#### Фрагмент текста:
====

Выразительное произведение притягивает внимание зрителей неповторимостью сочетаний в композиции идей, форм и цвета. Есть некое центральное качество, присущее выразительному образу: оно целостно и потому обладает завораживающей силой, не объяснимой с точки зрения «голой» логики. Композиционное решение, смыслы, вложенные в объекты произведения, создают особый мир образов, который может оказаться для субъекта значимее, чем его реалистическое окружение.

Парадоксальность процесса творения заключается в том, что, приступая к работе над произведением, художник не знает, сможет ли он добиться «необходимой» выразительности. Он творит вопреки здравому смыслу, с точки зрения которого любая деятельность должна завершиться созданием законченного продукта, обладающего конкретной ценностью. Художник не знает и не может предполагать, достигнет ли он «ценностной» выразительности. Однако это не останавливает его намерение в поиске решения: он начинает путь, у которого, возможно, не будет конца. Не только создаваемые им произведения, но и сама жизнь художника свидетельствуют о бесконечности его движения в сторону самовыражения. Не такой ли страстью к самовыражению были «заражены» Ван Гог и Гоген, Врубель и Мунк?

В каждой работе творящий художественное произведение стремится выразить ту или иную волнующую его мысль, то или иное страстное состояние его души. Само произведение выступает как форма и средство выразительности, как способ выражения насущных потребностей. Ощущение выразительности и последующее переживание чувства очарованности, вызванного восприятием художественного образа, определяется и качественными характеристиками произведения, и смыслами, которые художник вкладывает в свое творчество. Его миропонимание определяет характер композиционного построения, идеи, лежащей в основе произведения. Экспериментируя с зарождаемыми в сознании образами, художник пытается решить задачу передачи выразительности не путем овладения формальными приемами, а посредством соотнесения формы и содержания создаваемого им произведения.

Если содержание произведения является результатом конкуренции между его сознательными намерениями и бессознательно проявляемыми в его воображении образами, то форма, в рамках которой структурируется художественное пространство и в которое вкладывается содержание, зависит от принадлежности художника той или иной художественной школе и особенностей его характера. Его сознательный выбор формы не случаен. Избрание той или иной формы и «погружение» в стиль обусловлены отношением художника к окружающей его реальности, характером его социального существования.

Таким образом, говоря словами Г.-Г. Гелена, цель творчества заключается в том, чтобы достичь в процессе восприятия художественного произведения состояния рефлексии. Не на решение этой ли задачи направлена терапия искусством? Рефлексивное действие выступает как следствие направляемого волей субъекта внимания к своему внутреннему миру. Тем самым, расширяя и углубляя восприятие субъектом своей самости, происходит осознание им своих намерений, характера переживания существующих личностных проблем.

====

#### Строки из источника данных:
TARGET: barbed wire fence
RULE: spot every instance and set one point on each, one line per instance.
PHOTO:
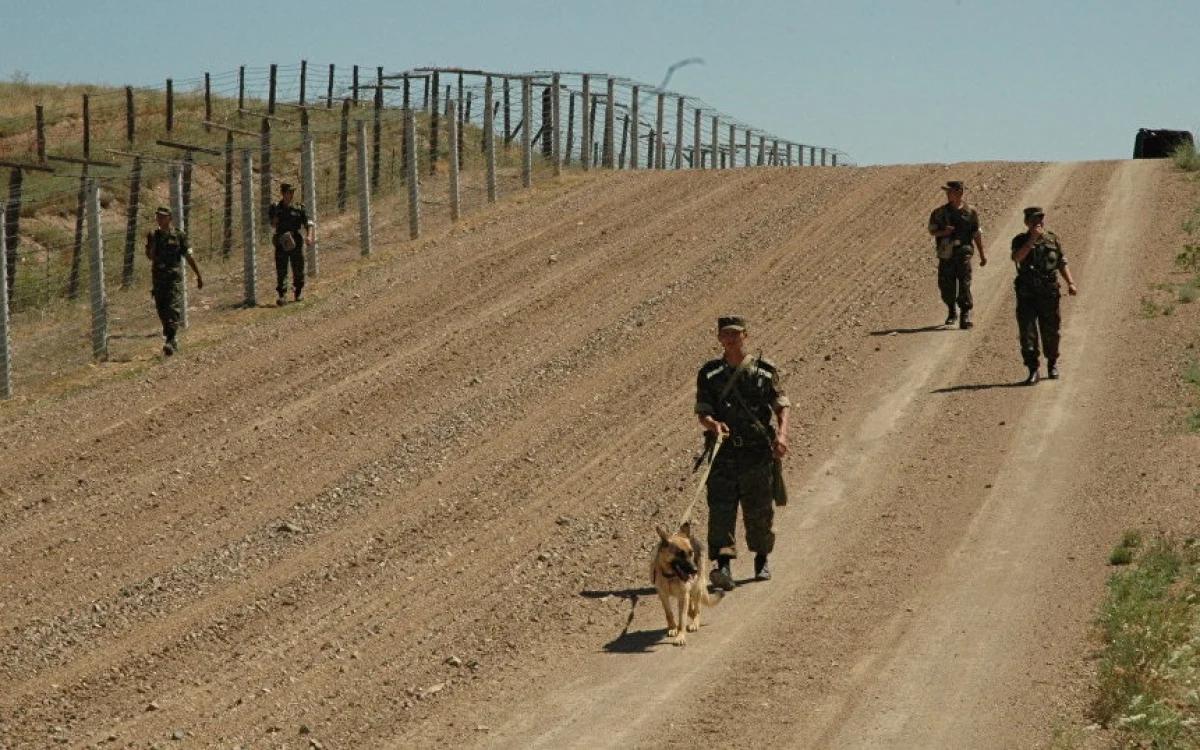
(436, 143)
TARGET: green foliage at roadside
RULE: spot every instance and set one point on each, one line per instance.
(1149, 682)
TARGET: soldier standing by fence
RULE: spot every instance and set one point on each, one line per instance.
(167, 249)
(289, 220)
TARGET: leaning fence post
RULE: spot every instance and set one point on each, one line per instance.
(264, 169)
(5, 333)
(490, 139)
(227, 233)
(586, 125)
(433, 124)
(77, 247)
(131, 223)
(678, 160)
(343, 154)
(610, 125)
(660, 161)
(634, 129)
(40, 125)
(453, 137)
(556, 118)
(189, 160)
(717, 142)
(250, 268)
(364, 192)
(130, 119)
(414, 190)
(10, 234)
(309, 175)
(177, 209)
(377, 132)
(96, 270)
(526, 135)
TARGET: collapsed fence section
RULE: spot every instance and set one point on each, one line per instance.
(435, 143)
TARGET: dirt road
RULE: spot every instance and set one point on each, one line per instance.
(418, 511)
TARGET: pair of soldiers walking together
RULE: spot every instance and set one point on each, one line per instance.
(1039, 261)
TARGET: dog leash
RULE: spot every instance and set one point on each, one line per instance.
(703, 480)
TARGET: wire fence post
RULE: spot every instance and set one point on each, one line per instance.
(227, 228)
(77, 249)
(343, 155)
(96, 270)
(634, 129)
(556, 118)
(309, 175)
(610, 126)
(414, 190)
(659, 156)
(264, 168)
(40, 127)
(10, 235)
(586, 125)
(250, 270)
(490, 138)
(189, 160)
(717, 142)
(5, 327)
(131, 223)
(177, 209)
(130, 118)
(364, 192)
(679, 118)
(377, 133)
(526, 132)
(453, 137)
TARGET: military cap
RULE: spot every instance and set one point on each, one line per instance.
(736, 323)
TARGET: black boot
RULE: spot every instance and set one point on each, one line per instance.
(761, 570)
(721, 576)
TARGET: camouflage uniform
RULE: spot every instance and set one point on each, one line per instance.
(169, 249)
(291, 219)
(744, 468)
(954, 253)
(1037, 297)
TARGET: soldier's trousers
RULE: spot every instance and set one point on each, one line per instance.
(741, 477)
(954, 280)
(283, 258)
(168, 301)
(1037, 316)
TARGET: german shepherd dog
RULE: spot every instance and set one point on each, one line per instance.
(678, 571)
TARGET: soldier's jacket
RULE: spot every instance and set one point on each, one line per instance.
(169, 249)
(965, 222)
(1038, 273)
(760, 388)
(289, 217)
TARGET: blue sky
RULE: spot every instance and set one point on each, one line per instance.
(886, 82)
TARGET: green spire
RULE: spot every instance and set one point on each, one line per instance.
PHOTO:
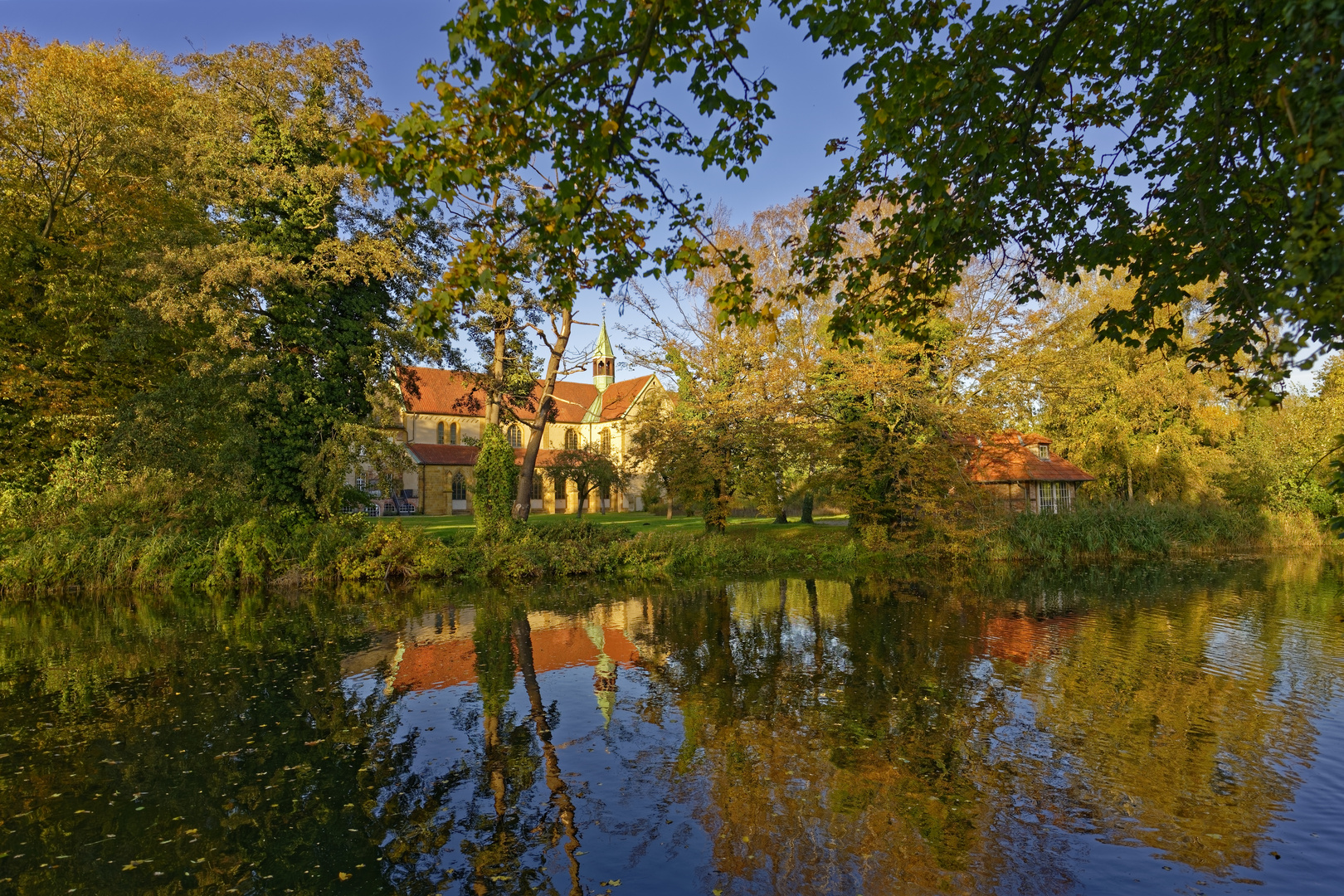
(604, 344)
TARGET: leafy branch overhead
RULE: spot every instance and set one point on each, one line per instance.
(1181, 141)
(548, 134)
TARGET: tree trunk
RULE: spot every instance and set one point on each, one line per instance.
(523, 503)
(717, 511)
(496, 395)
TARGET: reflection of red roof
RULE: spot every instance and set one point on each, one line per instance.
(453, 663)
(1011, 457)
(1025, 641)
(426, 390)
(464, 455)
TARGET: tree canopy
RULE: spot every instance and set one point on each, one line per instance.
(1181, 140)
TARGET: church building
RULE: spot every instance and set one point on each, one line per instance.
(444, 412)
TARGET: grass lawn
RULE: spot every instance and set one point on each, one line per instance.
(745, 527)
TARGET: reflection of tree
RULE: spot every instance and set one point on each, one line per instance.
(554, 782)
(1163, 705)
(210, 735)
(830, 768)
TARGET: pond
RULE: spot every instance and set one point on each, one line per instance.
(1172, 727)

====

#### Что нужно сделать:
- 1) Ответьте на вопросы по тексту о выразительности в искусстве.
(a) Какие художники названы в тексте «заражёнными» страстью к самовыражению?
(b) От чего, согласно тексту, зависит форма, в рамках которой структурируется художественное пространство?
(c) В чём, по словам Г.-Г. Гелена, заключается цель творчества?
- 2) Перепишите из текста о выразительности в искусстве всё, начиная со слов «Если содержание произведения» и вплоть до слов «его социального существования.» включительно.

#### Ответы:
- 1)
(a) Ван Гог, Гоген, Врубель и Мунк.
(b) От принадлежности художника той или иной художественной школе и особенностей его характера.
(c) В том, чтобы достичь в процессе восприятия художественного произведения состояния рефлексии.

- 2)
Если содержание произведения является результатом конкуренции между его сознательными намерениями и бессознательно проявляемыми в его воображении образами, то форма, в рамках которой структурируется художественное пространство и в которое вкладывается содержание, зависит от принадлежности художника той или иной художественной школе и особенностей его характера. Его сознательный выбор формы не случаен. Избрание той или иной формы и «погружение» в стиль обусловлены отношением художника к окружающей его реальности, характером его социального существования.